Dataset records about object locations
____________________

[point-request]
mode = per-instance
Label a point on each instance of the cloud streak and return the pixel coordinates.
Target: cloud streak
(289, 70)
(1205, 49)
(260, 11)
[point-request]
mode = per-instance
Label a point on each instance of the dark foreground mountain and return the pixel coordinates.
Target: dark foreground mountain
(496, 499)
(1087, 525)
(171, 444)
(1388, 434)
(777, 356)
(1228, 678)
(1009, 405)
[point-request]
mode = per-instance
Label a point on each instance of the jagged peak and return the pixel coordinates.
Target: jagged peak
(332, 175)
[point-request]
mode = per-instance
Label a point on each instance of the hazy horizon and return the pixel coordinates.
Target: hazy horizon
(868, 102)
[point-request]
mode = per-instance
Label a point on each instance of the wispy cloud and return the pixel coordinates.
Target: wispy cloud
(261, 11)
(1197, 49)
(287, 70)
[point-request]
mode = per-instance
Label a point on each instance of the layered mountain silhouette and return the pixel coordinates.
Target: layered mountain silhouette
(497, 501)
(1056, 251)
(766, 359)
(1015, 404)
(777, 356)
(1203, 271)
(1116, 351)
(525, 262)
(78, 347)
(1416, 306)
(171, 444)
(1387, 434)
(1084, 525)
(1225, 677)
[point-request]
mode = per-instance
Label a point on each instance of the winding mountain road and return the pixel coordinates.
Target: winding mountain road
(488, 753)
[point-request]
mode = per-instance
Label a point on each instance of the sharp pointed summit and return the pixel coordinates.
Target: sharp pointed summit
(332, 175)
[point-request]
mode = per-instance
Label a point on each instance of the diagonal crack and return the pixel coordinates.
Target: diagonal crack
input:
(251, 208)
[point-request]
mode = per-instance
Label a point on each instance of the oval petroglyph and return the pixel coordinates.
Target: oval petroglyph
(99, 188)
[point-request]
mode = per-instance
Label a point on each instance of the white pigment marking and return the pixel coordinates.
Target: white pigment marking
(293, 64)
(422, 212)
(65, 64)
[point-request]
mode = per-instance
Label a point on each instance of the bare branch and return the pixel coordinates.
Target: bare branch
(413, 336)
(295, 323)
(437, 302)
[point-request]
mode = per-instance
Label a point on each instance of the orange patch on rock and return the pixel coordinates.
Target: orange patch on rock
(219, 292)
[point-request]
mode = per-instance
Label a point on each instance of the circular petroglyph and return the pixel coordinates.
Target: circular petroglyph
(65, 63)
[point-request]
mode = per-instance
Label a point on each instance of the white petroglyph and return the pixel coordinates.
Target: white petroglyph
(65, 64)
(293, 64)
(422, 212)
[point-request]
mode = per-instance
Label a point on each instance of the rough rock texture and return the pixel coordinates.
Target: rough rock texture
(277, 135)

____________________

Rewrite the records above with every occurrence of "petroglyph" changed to "rock carving", leaving all other text as it is.

> **Worked solution**
[point-request]
mode = per-instance
Label a point on each instance of the cloud streak and return the pixel coordinates.
Target: cloud streak
(289, 70)
(1205, 49)
(260, 11)
[point-request]
mode = per-instance
Label a point on each instance of the dark foreground mountain and return the pixel coordinates.
Target: dark foreground mountain
(496, 499)
(1087, 525)
(171, 444)
(1388, 434)
(777, 356)
(1228, 678)
(1009, 405)
[point-request]
mode = per-instance
Label a point on each instance of the jagged peak and return the pixel coordinates.
Target: jagged peak
(332, 175)
[point-request]
mode = per-instance
Label a point on each instance of the hazy horizon and return the pixel coordinates.
Target: hazy horizon
(868, 102)
[point-request]
mode = per-instance
Label a point on each instance of the wispy cloud and return the pixel coordinates.
Target: wispy cloud
(261, 11)
(1197, 49)
(287, 70)
[point-request]
mode = per-instance
Label a point on each instance of the layered mountain silhouette and return the pixel coordinates.
Target: layered mountain silhouette
(497, 501)
(1056, 251)
(766, 359)
(1015, 404)
(777, 356)
(1203, 271)
(1116, 351)
(525, 262)
(78, 347)
(1416, 306)
(171, 444)
(1387, 434)
(1084, 525)
(1225, 677)
[point-request]
mode = per-instance
Label a point on each instance of the winding mountain road and return the pixel coordinates.
Target: winding mountain road
(488, 753)
[point-request]
mode = per-instance
Label a point on each instance of the sharp pointed summit and return the pixel coordinates.
Target: sharp pointed summit
(332, 175)
[point-request]
mode = per-instance
Label a point on each instance of the diagonal crack and return the pixel coordinates.
Target: diagonal crack
input:
(251, 208)
[point-request]
mode = per-instance
Label a point on each instance of the oval rock carving and return the pixel coordinates.
Target: oval rock carving
(99, 188)
[point-request]
mode = per-instance
Label a point on each instance of the white pigment marking and return the pixel coordinates.
Target: white pigment marking
(293, 64)
(422, 212)
(65, 64)
[point-request]
mode = per-instance
Label a point on each instance of the bare branch and return the pixel coordinates.
Target: bare branch
(413, 336)
(295, 323)
(437, 302)
[point-request]
mode = per-instance
Label a point on each instance of the orange patch on rock and return the pixel coordinates.
Target: orange patch on rock
(219, 292)
[point-request]
mode = per-instance
Label a point on each instance of the circular rock carving and return the pixel coordinates.
Target: circular rock carving
(65, 63)
[point-request]
mode = per-instance
Label a point on each instance of the white rock carving and return the pixel coordinates.
Target: white rock carving
(65, 64)
(293, 64)
(422, 212)
[point-request]
mode = per-instance
Label a point on each instance of the rough rock texture and return the pixel coordinates.
Target: rough rock texture
(277, 135)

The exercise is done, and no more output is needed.